Given passage ->
%%
E114 was friendly and just opinionated enough to manage a conversation with me, without it turning into an argument. He didn’t seem to mind my awkwardness and laughed at my jokes. That’s a rare find, folks. I’m funny, but I’m not exactly P.C. I told him about being a librarian and he told me about the commercial pumpkin farm he ran with his dad. What can I say? It’s the South, y’all. In general, it really was a great date. It was a dinner that lasted three hours and he seemed eager to meet again, when he walked me to my car. While I, of course, told Gail everything, I wasn’t up to blogging about it. I was pleasantly surprised and I’ll admit, I had my hopes up.

Our next date didn’t happen right away, but E114 kept messaging and asking about my Christmas. We shared pictures of family get togethers and planned to meet again before he went out of the country after the new year. He assured me, once again, that this wasn’t the norm and I figured I couldn’t very well complain that a man hadn’t turned up an opportunity to make bank just so he could get to know the girl from Plenty of Fish. I even assured him that my divorce was primarily caused by a refusal to work, so I truly didn’t mind his schedule. Finally, we set a plan. We would do something the Sunday after Christmas. It was vague, but he was willing to commute, so I wasn’t too upset that he wasn’t willing to be the one who made the plans in an unfamiliar city. So, Sunday morning we messaged back and forth with a touch of “what do you want to do?” and seemed to have settled on a movie at the mall, followed by dinner. I went to Mass and the gym and then received a message explaining that E114 had to help his dad with taxes involving the pumpkin farm and he needed to postpone “if you don’t mind.”
%%
Set exercise 1 ->
Render the stretch of rows from the line containing "On this screenshot, the white" through the end of the rows as a Markdown table with the columns No. and Line. Number each row and leave out blank lines.

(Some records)
%%
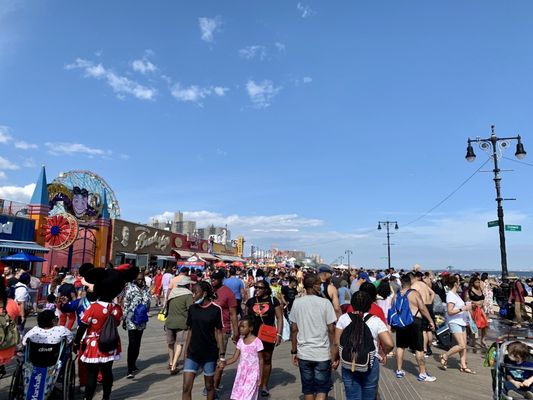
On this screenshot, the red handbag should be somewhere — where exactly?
[257,324,278,343]
[472,306,489,329]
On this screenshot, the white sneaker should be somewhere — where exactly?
[416,373,437,382]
%%
Set exercise 2 ->
Answer these questions about the dating account:
(a) What business did E114 run with his dad?
(b) How long did the first dinner last?
(c) What reason did E114 give for postponing the Sunday date?

Task response 1 ->
| No. | Line |
|---|---|
| 1 | On this screenshot, the white sneaker should be somewhere — where exactly? |
| 2 | [416,373,437,382] |

Task response 2 ->
(a) A commercial pumpkin farm.
(b) Three hours.
(c) He had to help his dad with taxes involving the pumpkin farm.